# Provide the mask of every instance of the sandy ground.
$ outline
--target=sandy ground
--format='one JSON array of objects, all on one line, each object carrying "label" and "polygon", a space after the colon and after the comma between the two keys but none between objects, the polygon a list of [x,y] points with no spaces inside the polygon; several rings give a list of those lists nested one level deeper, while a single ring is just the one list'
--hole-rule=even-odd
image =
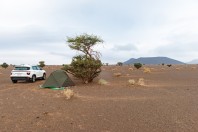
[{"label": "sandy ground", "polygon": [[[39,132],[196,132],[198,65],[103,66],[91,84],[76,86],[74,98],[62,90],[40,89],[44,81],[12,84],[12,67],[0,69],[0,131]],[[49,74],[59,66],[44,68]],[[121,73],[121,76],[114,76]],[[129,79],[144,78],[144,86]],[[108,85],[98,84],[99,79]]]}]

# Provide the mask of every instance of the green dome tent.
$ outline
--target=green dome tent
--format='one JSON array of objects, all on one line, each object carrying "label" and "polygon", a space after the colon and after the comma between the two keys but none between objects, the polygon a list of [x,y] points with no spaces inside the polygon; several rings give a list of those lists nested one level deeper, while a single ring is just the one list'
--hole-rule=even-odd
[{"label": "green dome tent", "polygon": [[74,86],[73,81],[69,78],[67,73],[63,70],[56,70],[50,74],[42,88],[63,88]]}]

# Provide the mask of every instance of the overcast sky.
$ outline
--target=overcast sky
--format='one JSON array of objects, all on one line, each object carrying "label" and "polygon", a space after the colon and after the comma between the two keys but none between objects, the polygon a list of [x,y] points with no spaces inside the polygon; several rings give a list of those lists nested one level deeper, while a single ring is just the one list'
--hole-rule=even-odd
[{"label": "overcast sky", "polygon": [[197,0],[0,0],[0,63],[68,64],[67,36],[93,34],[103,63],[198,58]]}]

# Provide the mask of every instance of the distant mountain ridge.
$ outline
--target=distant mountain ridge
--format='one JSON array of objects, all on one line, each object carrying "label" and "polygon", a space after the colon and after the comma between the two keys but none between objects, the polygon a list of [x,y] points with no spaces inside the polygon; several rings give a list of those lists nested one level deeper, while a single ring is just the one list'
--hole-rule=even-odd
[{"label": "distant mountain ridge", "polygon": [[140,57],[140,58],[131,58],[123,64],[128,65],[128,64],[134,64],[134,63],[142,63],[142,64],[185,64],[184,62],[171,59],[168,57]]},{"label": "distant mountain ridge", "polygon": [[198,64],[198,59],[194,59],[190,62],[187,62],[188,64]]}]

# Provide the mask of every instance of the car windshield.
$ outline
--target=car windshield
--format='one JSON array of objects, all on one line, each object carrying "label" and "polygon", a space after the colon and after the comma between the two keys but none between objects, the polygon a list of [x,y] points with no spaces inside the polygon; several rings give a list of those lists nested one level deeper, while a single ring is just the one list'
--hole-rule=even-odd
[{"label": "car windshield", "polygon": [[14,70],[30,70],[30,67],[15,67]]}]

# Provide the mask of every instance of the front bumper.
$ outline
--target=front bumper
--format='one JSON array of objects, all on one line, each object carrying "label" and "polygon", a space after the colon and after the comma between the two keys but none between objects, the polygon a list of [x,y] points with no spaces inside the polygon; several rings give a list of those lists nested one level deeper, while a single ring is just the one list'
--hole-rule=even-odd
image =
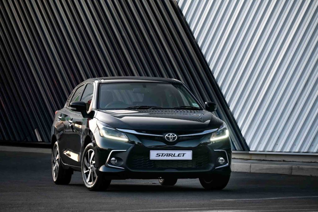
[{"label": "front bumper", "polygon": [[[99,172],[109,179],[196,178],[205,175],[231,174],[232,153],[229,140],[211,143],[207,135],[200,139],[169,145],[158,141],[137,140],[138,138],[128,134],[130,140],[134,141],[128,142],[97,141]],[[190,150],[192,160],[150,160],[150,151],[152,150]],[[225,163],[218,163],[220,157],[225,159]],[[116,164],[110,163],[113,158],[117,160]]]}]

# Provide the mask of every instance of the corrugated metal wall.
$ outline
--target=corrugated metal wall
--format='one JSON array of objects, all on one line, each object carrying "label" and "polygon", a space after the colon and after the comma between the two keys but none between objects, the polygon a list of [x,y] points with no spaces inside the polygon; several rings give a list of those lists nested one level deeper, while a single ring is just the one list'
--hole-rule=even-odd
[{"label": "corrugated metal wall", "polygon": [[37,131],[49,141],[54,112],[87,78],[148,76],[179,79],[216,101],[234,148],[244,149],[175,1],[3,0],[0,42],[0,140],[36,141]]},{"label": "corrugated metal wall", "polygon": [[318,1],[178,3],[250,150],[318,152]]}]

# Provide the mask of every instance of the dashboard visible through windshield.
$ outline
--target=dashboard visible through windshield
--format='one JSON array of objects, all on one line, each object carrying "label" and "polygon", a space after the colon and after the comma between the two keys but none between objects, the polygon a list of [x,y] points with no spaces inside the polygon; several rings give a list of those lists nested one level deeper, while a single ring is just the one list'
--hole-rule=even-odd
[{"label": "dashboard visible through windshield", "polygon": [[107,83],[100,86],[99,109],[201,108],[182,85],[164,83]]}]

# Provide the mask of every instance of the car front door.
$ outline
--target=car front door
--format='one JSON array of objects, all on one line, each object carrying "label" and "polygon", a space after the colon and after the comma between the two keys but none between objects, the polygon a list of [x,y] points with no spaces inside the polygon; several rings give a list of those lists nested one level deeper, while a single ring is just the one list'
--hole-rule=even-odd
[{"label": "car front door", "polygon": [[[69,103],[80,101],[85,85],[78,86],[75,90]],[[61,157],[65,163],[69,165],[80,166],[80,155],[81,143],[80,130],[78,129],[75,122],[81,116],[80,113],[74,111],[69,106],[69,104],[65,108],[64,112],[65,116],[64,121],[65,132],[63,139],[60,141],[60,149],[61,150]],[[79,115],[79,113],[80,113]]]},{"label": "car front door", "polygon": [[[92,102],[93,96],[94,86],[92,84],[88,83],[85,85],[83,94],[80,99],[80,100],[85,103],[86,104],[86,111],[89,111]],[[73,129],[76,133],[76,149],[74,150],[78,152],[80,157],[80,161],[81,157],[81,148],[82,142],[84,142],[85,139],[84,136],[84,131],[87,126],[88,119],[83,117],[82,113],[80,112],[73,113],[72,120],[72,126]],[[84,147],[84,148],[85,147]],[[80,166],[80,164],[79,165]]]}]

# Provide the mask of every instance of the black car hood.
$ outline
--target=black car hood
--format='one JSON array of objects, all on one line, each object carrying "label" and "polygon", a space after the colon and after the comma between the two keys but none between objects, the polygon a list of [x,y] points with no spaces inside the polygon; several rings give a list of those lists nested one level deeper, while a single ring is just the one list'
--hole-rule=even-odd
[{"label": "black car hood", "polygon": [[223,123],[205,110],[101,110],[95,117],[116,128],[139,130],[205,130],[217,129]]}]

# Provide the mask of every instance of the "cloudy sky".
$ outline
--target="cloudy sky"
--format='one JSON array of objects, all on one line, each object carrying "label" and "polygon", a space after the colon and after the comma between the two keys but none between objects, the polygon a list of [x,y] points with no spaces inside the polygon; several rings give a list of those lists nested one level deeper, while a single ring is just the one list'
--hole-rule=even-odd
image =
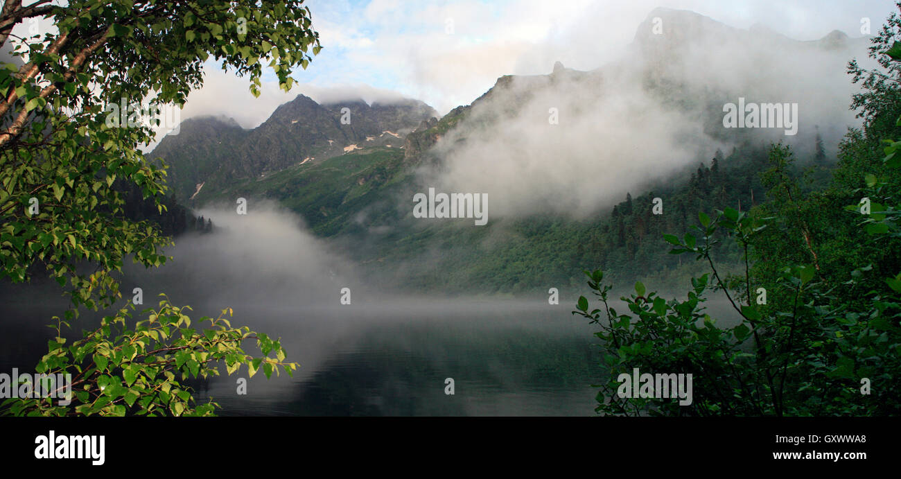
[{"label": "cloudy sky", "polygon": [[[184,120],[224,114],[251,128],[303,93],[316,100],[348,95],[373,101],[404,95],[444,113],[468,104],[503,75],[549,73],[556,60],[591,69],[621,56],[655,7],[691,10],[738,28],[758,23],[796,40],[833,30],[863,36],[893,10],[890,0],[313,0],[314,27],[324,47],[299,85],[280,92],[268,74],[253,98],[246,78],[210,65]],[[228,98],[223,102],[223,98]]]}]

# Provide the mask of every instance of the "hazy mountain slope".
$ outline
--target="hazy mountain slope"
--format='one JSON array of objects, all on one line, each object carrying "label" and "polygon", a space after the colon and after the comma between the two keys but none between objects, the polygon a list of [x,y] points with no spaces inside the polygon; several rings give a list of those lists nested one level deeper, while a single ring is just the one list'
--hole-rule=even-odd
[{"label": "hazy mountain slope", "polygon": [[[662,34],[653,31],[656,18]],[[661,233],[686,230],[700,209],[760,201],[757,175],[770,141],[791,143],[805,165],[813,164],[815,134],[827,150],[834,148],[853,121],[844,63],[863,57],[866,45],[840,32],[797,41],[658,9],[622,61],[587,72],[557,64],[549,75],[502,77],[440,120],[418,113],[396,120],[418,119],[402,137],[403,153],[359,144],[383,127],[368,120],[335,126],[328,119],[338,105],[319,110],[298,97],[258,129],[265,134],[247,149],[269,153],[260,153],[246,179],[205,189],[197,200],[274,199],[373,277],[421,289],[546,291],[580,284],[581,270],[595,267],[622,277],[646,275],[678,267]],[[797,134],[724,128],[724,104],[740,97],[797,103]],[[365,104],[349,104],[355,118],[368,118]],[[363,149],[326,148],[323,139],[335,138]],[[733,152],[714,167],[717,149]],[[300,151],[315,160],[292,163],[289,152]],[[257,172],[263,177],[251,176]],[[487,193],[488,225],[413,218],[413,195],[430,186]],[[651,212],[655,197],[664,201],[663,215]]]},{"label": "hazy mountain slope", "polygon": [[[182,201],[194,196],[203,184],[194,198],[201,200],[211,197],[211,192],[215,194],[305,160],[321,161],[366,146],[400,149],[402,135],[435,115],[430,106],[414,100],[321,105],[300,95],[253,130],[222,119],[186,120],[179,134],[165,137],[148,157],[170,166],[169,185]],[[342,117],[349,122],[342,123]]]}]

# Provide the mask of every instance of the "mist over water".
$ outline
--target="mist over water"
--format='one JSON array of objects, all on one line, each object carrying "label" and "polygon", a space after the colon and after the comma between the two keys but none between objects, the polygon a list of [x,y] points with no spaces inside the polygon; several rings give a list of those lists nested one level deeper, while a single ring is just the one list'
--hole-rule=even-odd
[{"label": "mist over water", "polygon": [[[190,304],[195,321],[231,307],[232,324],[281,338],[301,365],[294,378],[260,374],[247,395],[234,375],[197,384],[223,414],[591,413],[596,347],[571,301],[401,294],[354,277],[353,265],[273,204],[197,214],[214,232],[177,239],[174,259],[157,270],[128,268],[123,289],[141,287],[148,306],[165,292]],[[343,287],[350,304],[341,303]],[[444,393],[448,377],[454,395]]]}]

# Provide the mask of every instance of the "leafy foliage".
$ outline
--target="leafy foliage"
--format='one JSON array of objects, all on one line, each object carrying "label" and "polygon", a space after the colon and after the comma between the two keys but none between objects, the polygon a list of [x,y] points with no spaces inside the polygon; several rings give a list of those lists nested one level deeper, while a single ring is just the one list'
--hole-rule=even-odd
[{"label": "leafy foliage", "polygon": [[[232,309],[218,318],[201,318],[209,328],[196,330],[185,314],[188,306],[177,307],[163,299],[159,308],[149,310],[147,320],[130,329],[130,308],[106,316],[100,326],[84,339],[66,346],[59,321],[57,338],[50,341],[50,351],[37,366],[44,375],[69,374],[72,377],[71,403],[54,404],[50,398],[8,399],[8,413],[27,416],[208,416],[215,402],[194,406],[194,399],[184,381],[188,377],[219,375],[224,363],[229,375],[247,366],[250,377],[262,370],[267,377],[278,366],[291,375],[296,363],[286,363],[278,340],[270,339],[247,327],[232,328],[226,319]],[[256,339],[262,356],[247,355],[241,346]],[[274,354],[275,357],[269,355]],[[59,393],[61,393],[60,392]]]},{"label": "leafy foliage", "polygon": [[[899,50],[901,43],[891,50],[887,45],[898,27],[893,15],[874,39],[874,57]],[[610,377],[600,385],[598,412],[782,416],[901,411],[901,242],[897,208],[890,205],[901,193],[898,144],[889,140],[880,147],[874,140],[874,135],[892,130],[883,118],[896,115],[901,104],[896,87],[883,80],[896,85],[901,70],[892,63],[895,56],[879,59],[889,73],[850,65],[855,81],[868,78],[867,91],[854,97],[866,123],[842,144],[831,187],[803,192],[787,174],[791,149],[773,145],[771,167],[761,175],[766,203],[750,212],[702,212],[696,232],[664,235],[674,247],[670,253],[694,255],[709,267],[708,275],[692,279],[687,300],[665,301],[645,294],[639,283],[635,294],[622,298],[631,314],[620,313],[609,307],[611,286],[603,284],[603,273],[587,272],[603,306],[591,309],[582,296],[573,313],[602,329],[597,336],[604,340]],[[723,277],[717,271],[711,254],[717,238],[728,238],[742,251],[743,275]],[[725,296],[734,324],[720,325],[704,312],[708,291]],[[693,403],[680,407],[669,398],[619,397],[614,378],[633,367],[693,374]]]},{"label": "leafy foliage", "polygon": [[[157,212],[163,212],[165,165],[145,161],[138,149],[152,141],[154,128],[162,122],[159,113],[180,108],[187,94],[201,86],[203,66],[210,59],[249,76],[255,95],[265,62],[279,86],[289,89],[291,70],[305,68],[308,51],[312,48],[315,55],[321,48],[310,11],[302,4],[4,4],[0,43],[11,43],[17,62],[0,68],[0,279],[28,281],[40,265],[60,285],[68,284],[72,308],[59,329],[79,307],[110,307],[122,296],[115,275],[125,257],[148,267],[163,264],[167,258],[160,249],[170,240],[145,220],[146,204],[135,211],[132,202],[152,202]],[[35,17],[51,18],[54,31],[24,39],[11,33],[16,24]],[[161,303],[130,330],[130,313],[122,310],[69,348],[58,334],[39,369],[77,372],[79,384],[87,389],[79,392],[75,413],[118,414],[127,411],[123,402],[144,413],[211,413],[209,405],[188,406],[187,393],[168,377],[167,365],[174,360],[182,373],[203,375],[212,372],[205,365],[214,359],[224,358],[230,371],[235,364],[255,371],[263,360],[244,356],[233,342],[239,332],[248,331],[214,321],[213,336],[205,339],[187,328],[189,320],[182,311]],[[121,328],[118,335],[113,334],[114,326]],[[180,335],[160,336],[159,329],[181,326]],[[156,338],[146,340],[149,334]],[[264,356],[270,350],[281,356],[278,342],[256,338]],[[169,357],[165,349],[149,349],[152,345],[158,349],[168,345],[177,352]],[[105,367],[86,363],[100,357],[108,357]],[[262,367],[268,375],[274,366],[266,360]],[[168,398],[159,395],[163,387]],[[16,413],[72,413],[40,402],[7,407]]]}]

┄┄┄┄┄┄┄┄┄┄┄┄┄┄┄┄┄┄┄┄

**Written request**
What are the lines of the records running from the start through the line containing "--target=sandy ground", quoted verbatim with both ends included?

**Finished answer**
# Provide the mask of every instance of the sandy ground.
$ outline
--target=sandy ground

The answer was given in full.